Assigned task:
From the first line of the listing below to the line containing "Return the outline of every instance of the patterned", write out everything exactly. No pictures.

Material shown:
────
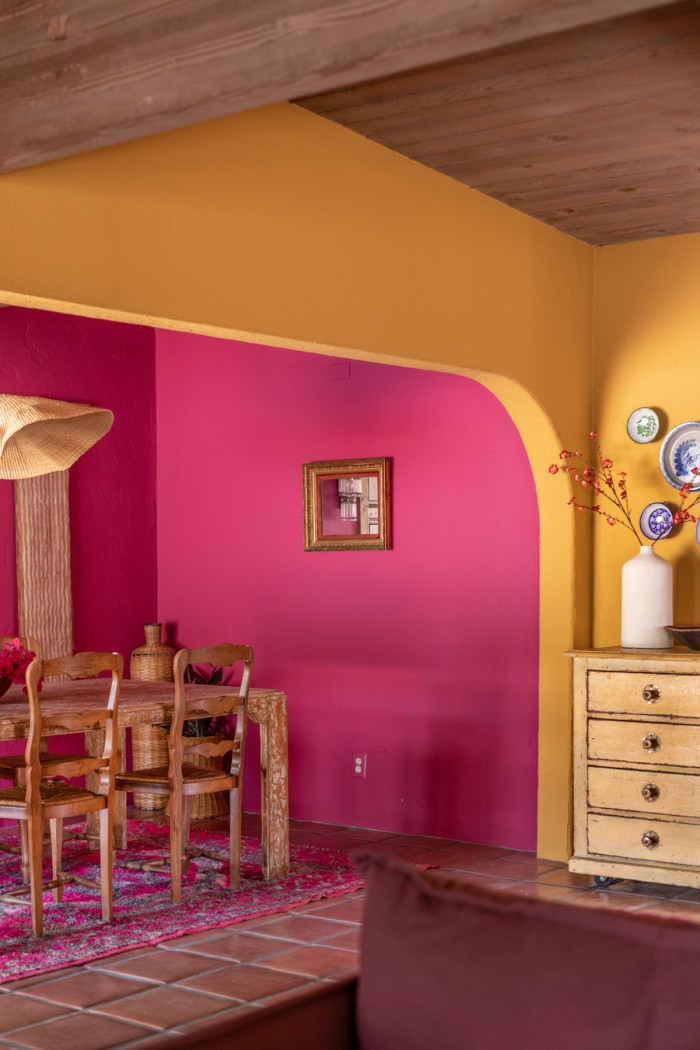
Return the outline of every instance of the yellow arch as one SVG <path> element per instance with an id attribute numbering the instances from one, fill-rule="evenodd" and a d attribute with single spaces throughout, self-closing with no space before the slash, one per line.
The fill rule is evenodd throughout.
<path id="1" fill-rule="evenodd" d="M 592 250 L 286 104 L 2 176 L 0 237 L 6 303 L 492 390 L 537 486 L 538 852 L 566 857 L 590 549 L 547 465 L 590 426 Z"/>

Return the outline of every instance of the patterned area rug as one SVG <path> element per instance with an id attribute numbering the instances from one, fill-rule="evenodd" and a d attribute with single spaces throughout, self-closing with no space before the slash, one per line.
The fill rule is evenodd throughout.
<path id="1" fill-rule="evenodd" d="M 167 873 L 121 866 L 125 859 L 162 855 L 167 826 L 129 821 L 129 848 L 117 851 L 114 868 L 114 921 L 101 920 L 99 891 L 75 884 L 56 904 L 44 894 L 44 937 L 31 936 L 28 907 L 0 904 L 0 984 L 65 966 L 143 948 L 159 941 L 228 926 L 244 919 L 288 911 L 299 904 L 337 897 L 358 889 L 362 879 L 344 853 L 310 846 L 290 847 L 290 874 L 283 882 L 263 882 L 260 842 L 243 840 L 241 890 L 228 890 L 228 865 L 198 857 L 183 879 L 182 903 L 170 900 Z M 194 846 L 225 857 L 228 840 L 216 831 L 193 830 Z M 63 867 L 86 878 L 99 878 L 99 854 L 80 840 L 63 847 Z M 50 870 L 45 870 L 50 878 Z M 19 858 L 0 853 L 0 892 L 19 881 Z"/>

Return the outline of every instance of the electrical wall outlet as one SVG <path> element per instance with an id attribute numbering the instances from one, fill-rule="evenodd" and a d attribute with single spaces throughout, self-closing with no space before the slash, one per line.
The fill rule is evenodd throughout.
<path id="1" fill-rule="evenodd" d="M 362 754 L 360 751 L 353 751 L 352 775 L 354 777 L 362 777 L 363 780 L 367 776 L 367 755 Z"/>

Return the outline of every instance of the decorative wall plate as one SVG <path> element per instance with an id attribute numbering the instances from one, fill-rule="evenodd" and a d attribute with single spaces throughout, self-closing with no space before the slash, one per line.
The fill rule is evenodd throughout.
<path id="1" fill-rule="evenodd" d="M 649 503 L 639 515 L 639 527 L 648 540 L 663 540 L 673 528 L 673 512 L 665 503 Z"/>
<path id="2" fill-rule="evenodd" d="M 700 545 L 700 521 L 695 526 L 695 541 Z"/>
<path id="3" fill-rule="evenodd" d="M 659 453 L 661 473 L 669 485 L 679 489 L 686 482 L 693 490 L 700 489 L 700 423 L 681 423 L 664 438 Z"/>
<path id="4" fill-rule="evenodd" d="M 638 445 L 646 445 L 659 436 L 659 425 L 653 408 L 635 408 L 627 420 L 627 433 Z"/>

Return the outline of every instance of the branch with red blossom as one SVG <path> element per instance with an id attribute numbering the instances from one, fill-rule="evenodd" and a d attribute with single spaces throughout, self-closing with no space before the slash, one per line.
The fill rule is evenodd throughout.
<path id="1" fill-rule="evenodd" d="M 627 494 L 627 472 L 620 470 L 617 474 L 613 473 L 613 461 L 603 455 L 596 431 L 592 430 L 588 437 L 595 443 L 597 463 L 586 462 L 582 452 L 569 452 L 567 449 L 562 449 L 559 453 L 559 459 L 576 462 L 567 463 L 565 466 L 552 463 L 549 467 L 549 473 L 558 474 L 562 470 L 564 473 L 572 476 L 572 480 L 581 485 L 582 488 L 592 489 L 596 495 L 601 496 L 606 501 L 606 503 L 579 503 L 576 497 L 572 496 L 568 501 L 570 507 L 574 507 L 583 513 L 590 511 L 593 514 L 600 514 L 601 517 L 605 518 L 608 525 L 623 525 L 634 534 L 638 543 L 641 544 L 642 539 L 637 532 L 630 513 Z M 692 472 L 700 475 L 700 470 L 696 467 L 693 468 Z M 680 525 L 686 521 L 695 521 L 695 516 L 690 511 L 700 502 L 700 493 L 694 493 L 695 498 L 692 503 L 686 506 L 686 500 L 693 493 L 691 482 L 681 486 L 679 493 L 681 498 L 680 506 L 673 514 L 674 525 Z"/>
<path id="2" fill-rule="evenodd" d="M 691 467 L 690 473 L 695 474 L 697 478 L 698 476 L 700 476 L 700 469 L 698 469 L 697 467 Z M 689 499 L 691 494 L 695 494 L 695 499 L 686 507 L 685 501 Z M 673 524 L 682 525 L 685 521 L 696 521 L 697 519 L 695 515 L 691 514 L 690 511 L 693 507 L 697 506 L 697 504 L 700 503 L 700 492 L 697 492 L 695 489 L 693 489 L 690 481 L 686 481 L 684 485 L 681 485 L 679 489 L 679 495 L 681 497 L 681 505 L 673 515 Z"/>

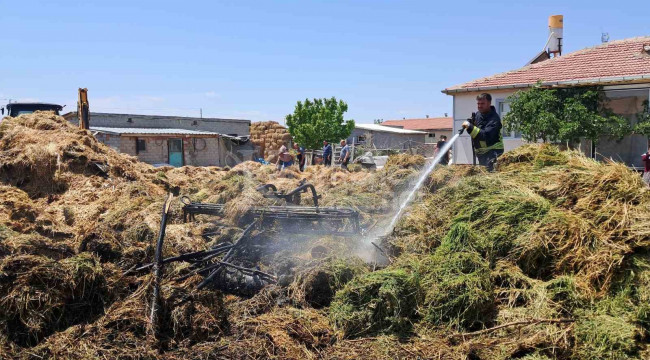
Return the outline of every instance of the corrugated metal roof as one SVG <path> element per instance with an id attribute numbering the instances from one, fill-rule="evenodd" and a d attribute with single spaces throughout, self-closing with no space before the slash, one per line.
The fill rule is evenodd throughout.
<path id="1" fill-rule="evenodd" d="M 411 134 L 411 135 L 426 134 L 423 131 L 399 129 L 399 128 L 395 128 L 395 127 L 378 125 L 378 124 L 355 124 L 354 126 L 357 129 L 370 130 L 370 131 L 381 131 L 381 132 L 387 132 L 387 133 L 393 133 L 393 134 Z"/>
<path id="2" fill-rule="evenodd" d="M 212 131 L 197 131 L 186 129 L 161 129 L 161 128 L 115 128 L 115 127 L 102 127 L 91 126 L 91 131 L 99 131 L 107 134 L 116 135 L 214 135 L 219 133 Z"/>

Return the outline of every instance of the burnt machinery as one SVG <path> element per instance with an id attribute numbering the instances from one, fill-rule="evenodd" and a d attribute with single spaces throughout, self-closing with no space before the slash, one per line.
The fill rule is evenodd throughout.
<path id="1" fill-rule="evenodd" d="M 307 179 L 300 180 L 298 187 L 286 194 L 283 191 L 278 191 L 278 189 L 273 184 L 260 185 L 255 190 L 261 192 L 267 199 L 283 199 L 286 201 L 287 205 L 300 205 L 300 194 L 311 190 L 311 197 L 314 201 L 314 207 L 316 207 L 316 210 L 318 210 L 318 199 L 320 199 L 320 195 L 316 193 L 316 188 L 314 185 L 307 183 Z"/>
<path id="2" fill-rule="evenodd" d="M 280 199 L 285 201 L 283 206 L 253 206 L 248 209 L 242 218 L 244 223 L 260 221 L 261 226 L 278 224 L 283 230 L 294 233 L 306 234 L 333 234 L 356 235 L 361 229 L 359 226 L 359 212 L 348 207 L 324 207 L 318 205 L 320 195 L 312 184 L 302 180 L 298 187 L 284 193 L 278 191 L 273 184 L 264 184 L 257 187 L 257 191 L 265 198 Z M 298 206 L 300 195 L 311 191 L 314 206 Z M 183 202 L 183 220 L 195 220 L 196 215 L 221 215 L 224 204 L 207 204 L 191 202 L 187 196 L 181 198 Z"/>

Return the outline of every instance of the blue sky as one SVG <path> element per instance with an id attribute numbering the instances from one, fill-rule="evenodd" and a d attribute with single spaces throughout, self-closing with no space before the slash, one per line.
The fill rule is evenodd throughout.
<path id="1" fill-rule="evenodd" d="M 445 87 L 518 68 L 564 15 L 574 51 L 650 35 L 647 1 L 4 1 L 0 102 L 276 120 L 336 96 L 347 118 L 442 116 Z"/>

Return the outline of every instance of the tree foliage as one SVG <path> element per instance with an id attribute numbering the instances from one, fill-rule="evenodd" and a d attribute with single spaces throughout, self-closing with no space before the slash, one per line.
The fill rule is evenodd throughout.
<path id="1" fill-rule="evenodd" d="M 645 135 L 650 138 L 650 106 L 648 100 L 643 101 L 643 111 L 636 114 L 636 125 L 634 126 L 634 133 L 637 135 Z"/>
<path id="2" fill-rule="evenodd" d="M 506 131 L 520 132 L 526 141 L 577 143 L 601 137 L 617 140 L 631 133 L 627 119 L 607 108 L 601 89 L 581 87 L 545 89 L 539 84 L 510 97 L 504 116 Z"/>
<path id="3" fill-rule="evenodd" d="M 295 141 L 308 149 L 322 146 L 323 140 L 330 142 L 347 139 L 354 130 L 354 120 L 343 120 L 348 104 L 343 100 L 305 99 L 298 101 L 293 114 L 286 116 L 289 133 Z"/>

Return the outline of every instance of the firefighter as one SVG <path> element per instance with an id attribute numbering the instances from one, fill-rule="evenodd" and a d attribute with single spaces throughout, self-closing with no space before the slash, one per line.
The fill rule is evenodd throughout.
<path id="1" fill-rule="evenodd" d="M 501 118 L 492 106 L 490 94 L 483 93 L 477 96 L 476 105 L 478 113 L 474 118 L 474 124 L 465 121 L 463 128 L 472 137 L 472 146 L 474 146 L 478 163 L 487 167 L 488 171 L 492 171 L 497 158 L 503 154 Z"/>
────
Solved problem:
Return the outline of every instance of the yellow arch as one SVG <path> element per instance with an id attribute numbering the instances from one, fill-rule="evenodd" and a d attribute with single spaces throughout, self-closing with no space before the slash, one per line.
The fill rule is evenodd throughout.
<path id="1" fill-rule="evenodd" d="M 592 250 L 286 104 L 2 176 L 0 237 L 6 303 L 492 390 L 537 486 L 538 852 L 566 857 L 590 549 L 547 465 L 590 426 Z"/>

Return the outline of every instance of the patterned area rug as one SVG <path> element per instance with an id attribute numbering the instances from one, fill-rule="evenodd" and a d attribute with single spaces throughout, self-closing with no space before the slash, one per line.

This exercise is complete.